*Exercise text*.
The Health Ministry did not provide figures for people wounded by attacks in Baghdad but said that at least 3,597 Iraqis were hurt outside the city in July, a 25 percent increase over June.
United Nations officials and military analysts say the morgue and ministry numbers almost certainly reflect severe undercounting, caused by the haphazard nature of information in a war zone.
Many casualties in areas outside Baghdad probably never appear in the official count, said Anthony H. Cordesman, a military analyst at the Center for Strategic and International Studies, a research group in Washington. That helps explain why fatalities in Baghdad appear to account for such a large percentage of the total number, he said in a recent report.
The United Nations has been tracking civilian casualty figures by collating numbers from the Health Ministry and Baghdad morgue. Last month, it announced that the Iraqi government’s numbers indicated that 3,149 violent deaths had occurred in June, or an average of more than 100 per day.
The statistics were significantly higher than previous civilian death tolls, and indicated that the news media had drastically underreported the level of violence in Iraq. The United States government and military have declined to release overall figures on Iraqi civilian casualties, or even say whether they are keeping count.
But Iraqi and American officials agree that civilian deaths had been much lower before wide-scale sectarian violence erupted after the Feb. 22 bombing of a Shiite shrine in Samarra, and has only gotten worse.
In recent weeks, Ambassador Khalilzad and top generals have warned that the country could slide toward full-blown civil war, especially if the capital continued fragmenting into ethnic or sectarian enclaves controlled by militias, as has been happening for months.
Much of the responsibility rests on Iraqi politicians, many of whom have ties to militias, Mr. Khalilzad said. “I believe that there have been forces associated with people in the government from both the Shia and Sunni sides that have participated in this,” he said of the violence.

*Data section*.
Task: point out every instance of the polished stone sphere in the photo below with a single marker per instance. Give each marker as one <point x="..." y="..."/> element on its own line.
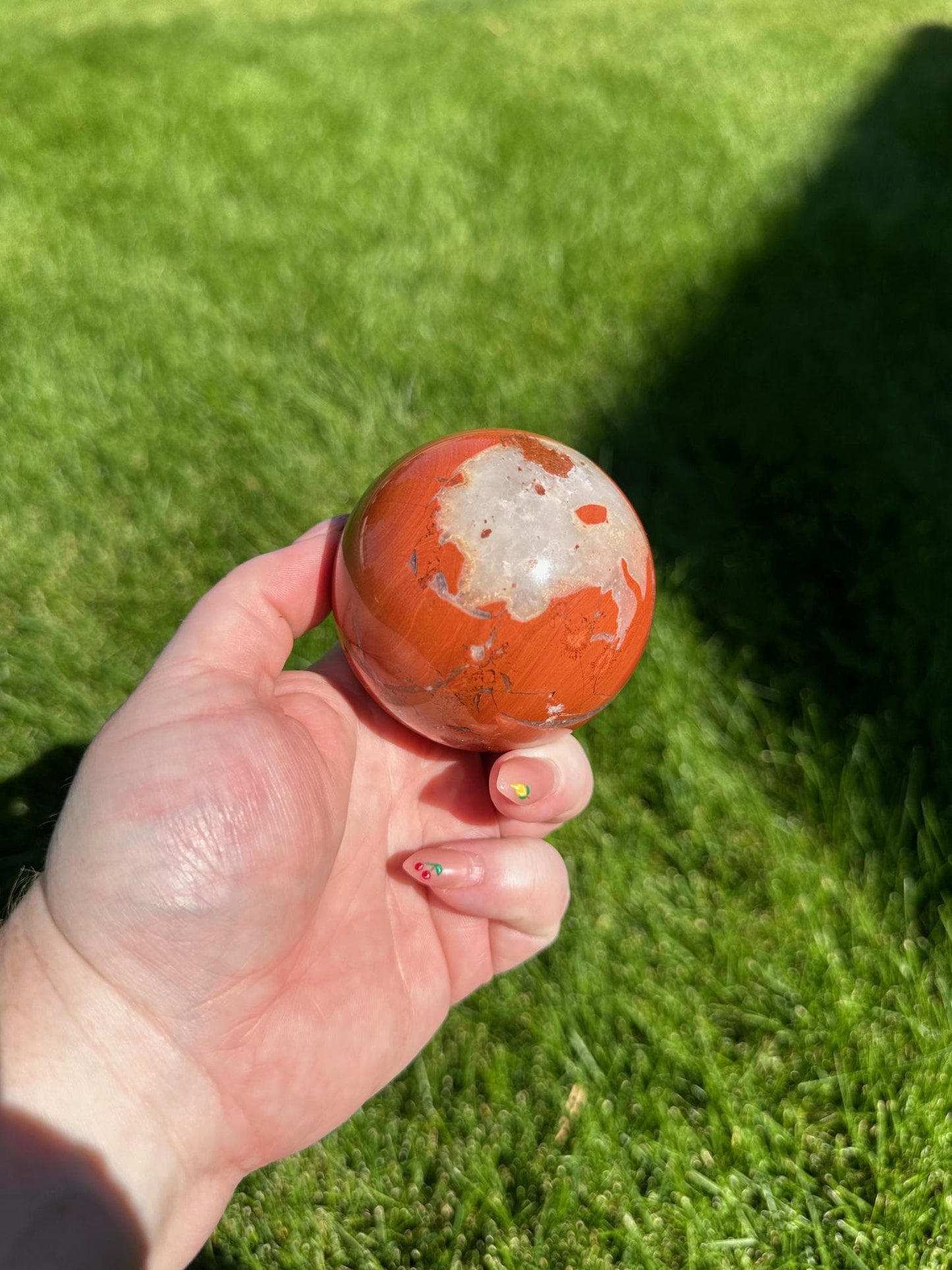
<point x="493" y="586"/>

*Your instructions*.
Answer these questions from the text about Iraqi casualties.
1. According to the Health Ministry, at least how many Iraqis were hurt outside Baghdad in July?
2. How many violent deaths in June did the Iraqi government's numbers indicate, as announced by the United Nations?
3. What event was followed by the eruption of wide-scale sectarian violence?
Rely only on the text about Iraqi casualties for what comes next.

*Exercise output*.
1. At least 3,597.
2. 3,149.
3. The Feb. 22 bombing of a Shiite shrine in Samarra.